# Aim of the exercise
Reproduce every one of the records below word for word, line by line, changing nothing.

+++

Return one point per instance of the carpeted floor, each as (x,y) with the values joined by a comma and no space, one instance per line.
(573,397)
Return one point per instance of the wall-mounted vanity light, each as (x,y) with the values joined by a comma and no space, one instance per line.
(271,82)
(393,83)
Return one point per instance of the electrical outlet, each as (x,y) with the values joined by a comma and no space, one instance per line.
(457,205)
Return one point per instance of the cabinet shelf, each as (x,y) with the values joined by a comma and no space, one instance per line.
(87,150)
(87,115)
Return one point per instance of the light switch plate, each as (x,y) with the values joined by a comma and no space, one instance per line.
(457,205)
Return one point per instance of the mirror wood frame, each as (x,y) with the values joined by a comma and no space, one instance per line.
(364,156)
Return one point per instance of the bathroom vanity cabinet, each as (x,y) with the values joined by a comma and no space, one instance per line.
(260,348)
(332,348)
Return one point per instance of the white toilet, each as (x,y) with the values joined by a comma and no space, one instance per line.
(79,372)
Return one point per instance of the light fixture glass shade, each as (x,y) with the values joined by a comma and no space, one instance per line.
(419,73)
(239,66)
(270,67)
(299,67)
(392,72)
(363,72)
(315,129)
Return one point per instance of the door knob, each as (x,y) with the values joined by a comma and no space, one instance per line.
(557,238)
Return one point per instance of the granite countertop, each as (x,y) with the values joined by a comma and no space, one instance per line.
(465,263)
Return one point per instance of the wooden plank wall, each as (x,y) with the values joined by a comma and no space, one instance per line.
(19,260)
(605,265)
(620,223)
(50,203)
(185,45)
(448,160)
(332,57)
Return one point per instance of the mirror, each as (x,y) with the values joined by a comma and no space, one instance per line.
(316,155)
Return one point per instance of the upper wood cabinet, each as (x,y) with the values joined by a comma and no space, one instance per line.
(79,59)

+++

# Response to the task
Return one point per instance of the carpeted floor, each as (x,y) with the values joined by a comma and no space, one instance per line.
(573,397)
Return one point per instance of the wall-mounted vanity light, each as (x,y) with the values joined by a comma and no space, one instance per line.
(271,82)
(393,83)
Return one point per instance of the electrical outlet, each as (x,y) with the values joined by a comma and no space, one instance per line.
(457,205)
Return one point per instance of the cabinet shelf, each as (x,y) with the values joined by a comma and no space, one instance per line.
(87,150)
(87,115)
Return one point per instance of the light switch plate, each as (x,y) with the values joined by a comma and no space, one instance per line.
(457,205)
Return one point per instance of the mirror wood frame, each as (x,y) with the values joined by a comma and no space, one instance per line.
(364,156)
Return one point per instance of the bathroom vanity cabinet, each as (x,y) with the values joined by a comma and no space, one instance per line.
(260,348)
(332,348)
Return one point per instance of the white toilet, each as (x,y) with the values joined by a comma and no space, one instance per line.
(79,372)
Return one point per instance of the light fixture glass shade, each as (x,y) with the values joined by a comma and no space, one instance per line.
(419,73)
(239,66)
(270,67)
(299,67)
(392,72)
(363,72)
(315,129)
Return one point per instance of the door knob, each as (x,y) with the values joined by a comma and no space, one instance per line.
(557,238)
Return one point per instance of the granite countertop, each as (x,y) with the values joined by a comma and no space, one instance per line.
(465,263)
Return one point per instance of the wooden plank wall, each as (x,y) with the values joined by a comma and no space, one instance per line.
(19,260)
(605,265)
(620,223)
(50,203)
(185,45)
(448,160)
(332,57)
Return one point per instance of the mirror, each as (x,y) with the values joined by a comma and no space, one instance per line.
(316,155)
Return one point per instance of the upper wood cabinet, each as (x,y) with the values joined by a comma and no space, one instance per line.
(79,59)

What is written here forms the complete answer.